## WHAT TO PRODUCE
The job is to output each record exactly as it stands, pictures excluded.

## RAW DATA
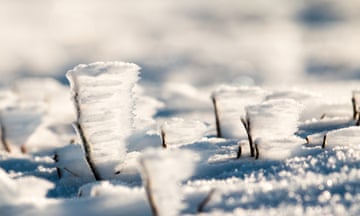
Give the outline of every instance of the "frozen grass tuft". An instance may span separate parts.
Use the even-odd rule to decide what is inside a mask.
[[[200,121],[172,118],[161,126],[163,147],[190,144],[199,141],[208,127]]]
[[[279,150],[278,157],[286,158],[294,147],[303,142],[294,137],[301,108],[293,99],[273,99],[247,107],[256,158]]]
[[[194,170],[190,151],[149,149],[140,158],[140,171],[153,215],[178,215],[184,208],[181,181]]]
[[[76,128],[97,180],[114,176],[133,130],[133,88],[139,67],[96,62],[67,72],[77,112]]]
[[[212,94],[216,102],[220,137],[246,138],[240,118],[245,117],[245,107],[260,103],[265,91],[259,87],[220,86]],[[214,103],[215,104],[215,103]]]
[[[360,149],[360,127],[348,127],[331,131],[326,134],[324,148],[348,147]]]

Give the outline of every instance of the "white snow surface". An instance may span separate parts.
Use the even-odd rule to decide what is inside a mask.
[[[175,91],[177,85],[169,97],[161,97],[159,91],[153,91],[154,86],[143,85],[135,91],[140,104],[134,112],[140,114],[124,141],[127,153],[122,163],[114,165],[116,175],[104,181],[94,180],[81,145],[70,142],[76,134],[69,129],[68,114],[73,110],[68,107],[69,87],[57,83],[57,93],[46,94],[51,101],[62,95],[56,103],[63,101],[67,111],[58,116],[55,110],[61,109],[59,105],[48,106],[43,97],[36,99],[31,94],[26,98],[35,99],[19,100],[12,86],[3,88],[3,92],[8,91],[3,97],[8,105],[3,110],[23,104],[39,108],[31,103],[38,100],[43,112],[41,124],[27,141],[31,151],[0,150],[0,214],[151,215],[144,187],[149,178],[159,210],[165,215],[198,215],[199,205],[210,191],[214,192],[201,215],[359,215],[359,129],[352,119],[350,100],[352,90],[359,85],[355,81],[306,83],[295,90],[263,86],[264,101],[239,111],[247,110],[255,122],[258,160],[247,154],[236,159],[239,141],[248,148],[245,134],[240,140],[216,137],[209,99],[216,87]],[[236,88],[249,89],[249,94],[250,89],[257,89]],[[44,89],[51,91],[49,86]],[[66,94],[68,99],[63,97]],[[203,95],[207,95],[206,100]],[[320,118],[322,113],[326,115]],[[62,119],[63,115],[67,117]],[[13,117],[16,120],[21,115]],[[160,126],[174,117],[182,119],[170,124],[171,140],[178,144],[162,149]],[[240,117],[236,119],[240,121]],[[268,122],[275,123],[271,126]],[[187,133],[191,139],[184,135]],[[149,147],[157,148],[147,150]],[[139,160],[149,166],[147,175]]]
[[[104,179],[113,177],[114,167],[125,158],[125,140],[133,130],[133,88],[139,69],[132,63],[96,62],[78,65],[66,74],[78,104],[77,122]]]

## OUTPUT FOR THIS TASK
Give the outline of every instance of the "frozen grass tuft". An instance may span separate parts.
Use the even-odd rule to decide what is inside a mask.
[[[200,121],[172,118],[161,126],[163,147],[190,144],[199,141],[208,127]]]
[[[279,150],[278,157],[286,158],[294,147],[303,142],[294,137],[301,108],[293,99],[273,99],[247,107],[256,158]]]
[[[194,170],[190,151],[149,149],[140,158],[140,171],[153,215],[178,215],[184,208],[181,181]]]
[[[76,128],[97,180],[114,176],[133,130],[133,88],[139,67],[96,62],[67,72],[77,112]]]
[[[212,94],[216,102],[220,137],[246,138],[240,118],[245,117],[245,107],[260,103],[265,91],[259,87],[220,86]],[[214,103],[215,104],[215,103]]]
[[[360,149],[360,127],[348,127],[331,131],[326,134],[324,148],[348,147]]]

Give the outline of every instance of the "white snow surface". An instance may span separate parts.
Use the even-odd rule to decide what is inside a mask.
[[[175,91],[177,85],[169,97],[161,97],[159,91],[153,91],[154,86],[143,85],[135,91],[140,104],[134,112],[140,114],[124,141],[127,153],[122,163],[114,165],[116,175],[104,181],[94,180],[81,145],[70,142],[76,134],[69,129],[68,114],[73,110],[68,107],[69,87],[57,83],[57,93],[46,94],[51,101],[62,95],[56,103],[63,101],[67,111],[58,116],[55,110],[61,109],[59,105],[48,106],[43,97],[36,99],[31,94],[26,98],[35,99],[19,100],[12,86],[3,88],[3,92],[8,91],[3,97],[8,105],[3,110],[23,104],[39,108],[31,103],[38,100],[43,112],[41,124],[27,141],[31,151],[0,150],[0,214],[151,215],[144,187],[149,178],[159,210],[165,215],[198,215],[199,205],[210,191],[214,192],[201,215],[359,215],[359,129],[352,119],[350,100],[352,90],[359,85],[355,81],[306,83],[295,90],[263,86],[264,101],[239,111],[247,110],[255,122],[258,160],[247,154],[236,159],[239,141],[248,148],[245,134],[240,140],[216,137],[209,99],[216,87]],[[236,88],[249,89],[249,94],[250,89],[257,89]],[[44,89],[51,91],[49,86]],[[66,94],[68,99],[63,97]],[[203,95],[207,95],[206,100]],[[320,118],[322,113],[326,115]],[[62,119],[63,115],[67,117]],[[13,117],[16,120],[21,115]],[[160,126],[174,117],[182,119],[170,124],[171,140],[178,144],[162,149]],[[240,117],[236,119],[240,121]],[[268,122],[275,123],[271,126]],[[187,133],[191,139],[184,135]],[[149,147],[157,148],[147,150]],[[139,160],[149,166],[147,175]]]
[[[104,179],[113,177],[114,167],[125,158],[125,140],[133,130],[133,88],[139,69],[132,63],[96,62],[78,65],[66,74],[78,104],[77,122]]]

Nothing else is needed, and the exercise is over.